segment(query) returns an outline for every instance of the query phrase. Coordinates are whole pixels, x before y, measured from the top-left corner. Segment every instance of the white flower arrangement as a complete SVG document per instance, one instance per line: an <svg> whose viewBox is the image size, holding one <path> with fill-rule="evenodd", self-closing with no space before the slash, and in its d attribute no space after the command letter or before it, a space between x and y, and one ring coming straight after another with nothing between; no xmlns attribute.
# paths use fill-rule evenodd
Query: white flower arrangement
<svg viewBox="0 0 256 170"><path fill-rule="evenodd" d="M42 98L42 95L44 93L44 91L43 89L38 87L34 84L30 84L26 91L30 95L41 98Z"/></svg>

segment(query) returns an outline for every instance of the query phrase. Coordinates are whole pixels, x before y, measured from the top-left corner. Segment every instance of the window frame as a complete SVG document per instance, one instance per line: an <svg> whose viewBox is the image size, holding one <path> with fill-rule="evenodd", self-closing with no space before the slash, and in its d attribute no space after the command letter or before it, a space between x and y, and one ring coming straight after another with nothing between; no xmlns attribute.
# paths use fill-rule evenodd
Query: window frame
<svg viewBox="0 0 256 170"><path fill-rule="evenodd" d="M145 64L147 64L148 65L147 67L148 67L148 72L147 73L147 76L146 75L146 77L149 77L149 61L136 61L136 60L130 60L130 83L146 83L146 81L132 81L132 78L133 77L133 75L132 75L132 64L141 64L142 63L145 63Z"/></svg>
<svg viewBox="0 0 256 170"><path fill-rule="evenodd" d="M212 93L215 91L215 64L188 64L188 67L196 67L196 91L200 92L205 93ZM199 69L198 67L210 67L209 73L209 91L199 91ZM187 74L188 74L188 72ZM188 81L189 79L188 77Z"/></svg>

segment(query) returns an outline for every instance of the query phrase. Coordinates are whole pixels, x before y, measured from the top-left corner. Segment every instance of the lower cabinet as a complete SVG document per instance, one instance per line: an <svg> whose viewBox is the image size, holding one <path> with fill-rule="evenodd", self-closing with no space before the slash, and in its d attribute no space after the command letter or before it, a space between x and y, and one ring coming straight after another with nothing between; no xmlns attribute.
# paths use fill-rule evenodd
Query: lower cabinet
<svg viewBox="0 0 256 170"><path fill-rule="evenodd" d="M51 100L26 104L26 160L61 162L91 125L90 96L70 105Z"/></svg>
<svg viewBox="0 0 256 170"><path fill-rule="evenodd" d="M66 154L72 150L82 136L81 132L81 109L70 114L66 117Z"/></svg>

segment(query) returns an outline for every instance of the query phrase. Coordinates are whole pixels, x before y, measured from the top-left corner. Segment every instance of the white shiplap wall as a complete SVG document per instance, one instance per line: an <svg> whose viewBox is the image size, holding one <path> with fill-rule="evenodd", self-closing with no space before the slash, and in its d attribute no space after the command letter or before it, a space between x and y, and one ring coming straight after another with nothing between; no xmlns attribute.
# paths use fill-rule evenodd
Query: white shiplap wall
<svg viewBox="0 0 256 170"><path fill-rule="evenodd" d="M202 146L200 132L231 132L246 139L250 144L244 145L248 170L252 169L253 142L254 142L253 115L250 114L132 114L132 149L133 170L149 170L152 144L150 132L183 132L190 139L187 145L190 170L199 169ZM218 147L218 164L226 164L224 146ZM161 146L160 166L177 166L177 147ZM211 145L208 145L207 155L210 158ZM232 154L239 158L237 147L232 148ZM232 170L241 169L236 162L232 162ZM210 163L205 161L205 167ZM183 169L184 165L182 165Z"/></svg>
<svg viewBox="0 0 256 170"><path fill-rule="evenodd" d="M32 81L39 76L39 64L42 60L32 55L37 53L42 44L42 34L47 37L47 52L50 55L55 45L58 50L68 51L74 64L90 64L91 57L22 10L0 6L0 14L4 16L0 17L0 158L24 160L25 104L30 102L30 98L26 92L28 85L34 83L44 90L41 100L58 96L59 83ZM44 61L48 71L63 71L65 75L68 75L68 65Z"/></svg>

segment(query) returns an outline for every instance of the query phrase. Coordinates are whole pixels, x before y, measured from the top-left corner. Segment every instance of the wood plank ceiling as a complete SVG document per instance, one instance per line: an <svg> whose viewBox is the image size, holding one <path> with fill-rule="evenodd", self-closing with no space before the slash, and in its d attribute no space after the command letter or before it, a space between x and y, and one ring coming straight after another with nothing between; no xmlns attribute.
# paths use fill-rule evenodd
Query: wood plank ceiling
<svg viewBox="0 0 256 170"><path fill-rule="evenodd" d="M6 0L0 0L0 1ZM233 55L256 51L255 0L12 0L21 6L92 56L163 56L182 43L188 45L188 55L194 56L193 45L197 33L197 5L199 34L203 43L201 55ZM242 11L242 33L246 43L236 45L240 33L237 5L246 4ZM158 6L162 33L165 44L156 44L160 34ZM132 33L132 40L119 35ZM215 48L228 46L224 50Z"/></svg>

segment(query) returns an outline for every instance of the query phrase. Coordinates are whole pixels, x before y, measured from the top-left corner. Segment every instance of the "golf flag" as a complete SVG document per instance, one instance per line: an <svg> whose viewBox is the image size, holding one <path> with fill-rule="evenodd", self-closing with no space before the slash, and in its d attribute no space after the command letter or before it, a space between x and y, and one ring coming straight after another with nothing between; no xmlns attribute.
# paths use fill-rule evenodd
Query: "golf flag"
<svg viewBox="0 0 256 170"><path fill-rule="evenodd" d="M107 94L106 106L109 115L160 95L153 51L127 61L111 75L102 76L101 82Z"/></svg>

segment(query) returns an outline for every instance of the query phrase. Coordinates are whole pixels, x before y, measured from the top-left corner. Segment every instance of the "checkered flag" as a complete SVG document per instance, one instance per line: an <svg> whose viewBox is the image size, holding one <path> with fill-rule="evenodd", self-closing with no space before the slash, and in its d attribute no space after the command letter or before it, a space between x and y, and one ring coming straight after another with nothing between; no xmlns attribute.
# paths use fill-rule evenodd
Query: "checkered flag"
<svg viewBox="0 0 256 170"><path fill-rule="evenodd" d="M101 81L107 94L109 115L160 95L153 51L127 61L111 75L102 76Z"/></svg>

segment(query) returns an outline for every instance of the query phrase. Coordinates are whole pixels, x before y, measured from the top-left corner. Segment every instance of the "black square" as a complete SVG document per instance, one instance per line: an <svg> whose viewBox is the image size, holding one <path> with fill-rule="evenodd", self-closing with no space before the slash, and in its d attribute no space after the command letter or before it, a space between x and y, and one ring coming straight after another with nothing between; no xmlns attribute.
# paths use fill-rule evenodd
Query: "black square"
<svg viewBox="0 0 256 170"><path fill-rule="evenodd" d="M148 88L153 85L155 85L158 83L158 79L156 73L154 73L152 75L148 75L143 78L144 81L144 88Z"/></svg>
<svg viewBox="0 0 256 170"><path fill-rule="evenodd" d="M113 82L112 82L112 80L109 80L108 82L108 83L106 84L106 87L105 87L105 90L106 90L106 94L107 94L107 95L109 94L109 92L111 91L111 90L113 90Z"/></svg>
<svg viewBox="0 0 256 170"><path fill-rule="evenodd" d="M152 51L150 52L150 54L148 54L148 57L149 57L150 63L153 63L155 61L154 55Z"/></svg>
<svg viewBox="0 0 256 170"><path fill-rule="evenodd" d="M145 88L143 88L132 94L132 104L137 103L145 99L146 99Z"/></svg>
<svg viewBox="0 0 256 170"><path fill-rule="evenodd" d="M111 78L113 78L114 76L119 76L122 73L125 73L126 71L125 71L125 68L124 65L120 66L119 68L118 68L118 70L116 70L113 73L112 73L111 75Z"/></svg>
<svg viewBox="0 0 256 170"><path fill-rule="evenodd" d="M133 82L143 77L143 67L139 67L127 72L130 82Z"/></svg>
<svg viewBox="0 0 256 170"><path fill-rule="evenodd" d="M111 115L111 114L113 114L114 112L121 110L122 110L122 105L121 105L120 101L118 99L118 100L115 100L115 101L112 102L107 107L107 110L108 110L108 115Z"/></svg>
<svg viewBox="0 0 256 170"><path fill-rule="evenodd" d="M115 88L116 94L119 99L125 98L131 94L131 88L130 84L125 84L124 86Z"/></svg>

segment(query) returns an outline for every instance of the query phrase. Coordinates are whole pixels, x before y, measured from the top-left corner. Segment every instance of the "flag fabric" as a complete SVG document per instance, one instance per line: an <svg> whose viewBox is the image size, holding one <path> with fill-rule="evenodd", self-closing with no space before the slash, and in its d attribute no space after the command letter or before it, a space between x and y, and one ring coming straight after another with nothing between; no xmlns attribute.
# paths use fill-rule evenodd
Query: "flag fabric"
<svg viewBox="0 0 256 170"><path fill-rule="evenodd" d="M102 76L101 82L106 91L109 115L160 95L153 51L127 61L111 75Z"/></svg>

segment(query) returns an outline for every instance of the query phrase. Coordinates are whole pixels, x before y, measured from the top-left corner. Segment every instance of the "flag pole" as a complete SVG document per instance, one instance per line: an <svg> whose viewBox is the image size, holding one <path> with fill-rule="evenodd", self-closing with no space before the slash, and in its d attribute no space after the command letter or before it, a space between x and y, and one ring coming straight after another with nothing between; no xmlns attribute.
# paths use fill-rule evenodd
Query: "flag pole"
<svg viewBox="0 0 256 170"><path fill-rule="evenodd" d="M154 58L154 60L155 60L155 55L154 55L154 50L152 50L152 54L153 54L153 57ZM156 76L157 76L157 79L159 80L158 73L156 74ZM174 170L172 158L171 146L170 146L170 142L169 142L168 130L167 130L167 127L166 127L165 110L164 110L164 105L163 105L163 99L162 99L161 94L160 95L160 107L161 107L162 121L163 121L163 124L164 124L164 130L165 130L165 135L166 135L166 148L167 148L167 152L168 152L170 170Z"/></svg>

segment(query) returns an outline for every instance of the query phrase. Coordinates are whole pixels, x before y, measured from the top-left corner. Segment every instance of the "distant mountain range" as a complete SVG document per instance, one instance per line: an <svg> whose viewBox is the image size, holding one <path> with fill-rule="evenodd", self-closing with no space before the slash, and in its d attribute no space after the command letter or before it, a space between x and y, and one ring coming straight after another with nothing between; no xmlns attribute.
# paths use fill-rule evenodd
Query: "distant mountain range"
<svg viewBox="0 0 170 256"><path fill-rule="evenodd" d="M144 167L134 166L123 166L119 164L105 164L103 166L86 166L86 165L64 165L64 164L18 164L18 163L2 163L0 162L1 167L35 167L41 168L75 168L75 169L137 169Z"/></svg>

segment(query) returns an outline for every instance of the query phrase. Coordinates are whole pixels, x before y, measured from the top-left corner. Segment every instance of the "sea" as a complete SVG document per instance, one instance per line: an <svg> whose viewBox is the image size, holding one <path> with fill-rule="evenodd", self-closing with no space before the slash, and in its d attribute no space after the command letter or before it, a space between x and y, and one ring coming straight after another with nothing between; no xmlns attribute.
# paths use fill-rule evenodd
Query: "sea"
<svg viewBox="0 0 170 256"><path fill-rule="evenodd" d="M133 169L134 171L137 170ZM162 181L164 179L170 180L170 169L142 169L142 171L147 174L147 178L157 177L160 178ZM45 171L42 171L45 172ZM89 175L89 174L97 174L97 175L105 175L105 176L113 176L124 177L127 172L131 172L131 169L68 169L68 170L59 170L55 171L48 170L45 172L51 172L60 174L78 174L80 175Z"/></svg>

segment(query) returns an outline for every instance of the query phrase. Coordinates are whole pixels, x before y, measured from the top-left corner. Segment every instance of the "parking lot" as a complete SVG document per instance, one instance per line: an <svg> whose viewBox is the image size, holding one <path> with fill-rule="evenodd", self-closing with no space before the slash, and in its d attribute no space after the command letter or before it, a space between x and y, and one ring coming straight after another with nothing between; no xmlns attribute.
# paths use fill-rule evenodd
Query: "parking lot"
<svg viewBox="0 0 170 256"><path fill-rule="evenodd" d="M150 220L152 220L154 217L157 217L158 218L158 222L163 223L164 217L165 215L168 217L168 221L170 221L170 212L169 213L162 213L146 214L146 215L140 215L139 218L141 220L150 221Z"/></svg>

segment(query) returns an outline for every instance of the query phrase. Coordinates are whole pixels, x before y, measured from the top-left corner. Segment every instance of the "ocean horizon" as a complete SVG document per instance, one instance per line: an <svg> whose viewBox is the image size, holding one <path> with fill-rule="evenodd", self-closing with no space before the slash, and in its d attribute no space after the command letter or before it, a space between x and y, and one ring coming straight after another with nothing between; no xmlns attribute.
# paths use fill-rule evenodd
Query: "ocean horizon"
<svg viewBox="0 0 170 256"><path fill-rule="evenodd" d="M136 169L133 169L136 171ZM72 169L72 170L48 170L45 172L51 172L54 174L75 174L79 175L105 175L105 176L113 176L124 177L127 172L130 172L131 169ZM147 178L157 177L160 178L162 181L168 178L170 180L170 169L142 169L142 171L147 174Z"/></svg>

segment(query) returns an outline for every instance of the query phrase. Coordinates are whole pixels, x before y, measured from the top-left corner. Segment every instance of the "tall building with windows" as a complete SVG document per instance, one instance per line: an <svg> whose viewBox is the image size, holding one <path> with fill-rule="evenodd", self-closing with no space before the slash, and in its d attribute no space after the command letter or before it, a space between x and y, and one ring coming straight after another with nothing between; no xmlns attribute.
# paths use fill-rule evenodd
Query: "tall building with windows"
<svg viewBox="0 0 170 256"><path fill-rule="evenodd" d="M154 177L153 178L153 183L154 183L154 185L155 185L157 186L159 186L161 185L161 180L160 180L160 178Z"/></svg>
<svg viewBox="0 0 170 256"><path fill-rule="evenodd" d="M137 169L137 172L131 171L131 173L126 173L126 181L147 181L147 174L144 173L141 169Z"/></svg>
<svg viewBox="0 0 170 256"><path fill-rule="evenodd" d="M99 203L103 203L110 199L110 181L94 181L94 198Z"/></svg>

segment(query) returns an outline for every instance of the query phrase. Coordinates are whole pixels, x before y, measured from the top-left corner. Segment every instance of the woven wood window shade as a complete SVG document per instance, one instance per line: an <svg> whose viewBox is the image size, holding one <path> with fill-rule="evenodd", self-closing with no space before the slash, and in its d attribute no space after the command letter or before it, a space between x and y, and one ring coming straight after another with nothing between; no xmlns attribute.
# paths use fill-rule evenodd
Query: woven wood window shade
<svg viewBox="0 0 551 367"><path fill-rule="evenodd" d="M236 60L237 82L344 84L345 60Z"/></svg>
★ ★ ★ ★ ★
GIVEN INSTRUCTION:
Rewrite the material from its first line through the line containing "98L42 95L44 93L44", replacing each occurrence of "flower arrangement" with "floral arrangement" and leaving everything else unchanged.

EXERCISE SOLUTION:
segment(query) returns an outline for every instance of the query phrase. Coordinates are whole pixels, x before y, measured from the top-left corner. Segment every instance of the white floral arrangement as a complete SVG document per instance, one instance per line: an <svg> whose viewBox is the image size, holding one <path> with fill-rule="evenodd", self-closing with no space before the slash, and in its d attribute no space after the command letter or before it, a space between x and y, and one ring coming straight after another with nothing between; no xmlns attribute.
# paths use fill-rule evenodd
Query: white floral arrangement
<svg viewBox="0 0 256 170"><path fill-rule="evenodd" d="M42 98L42 95L44 93L44 91L43 89L38 87L34 84L30 84L26 91L30 95L41 98Z"/></svg>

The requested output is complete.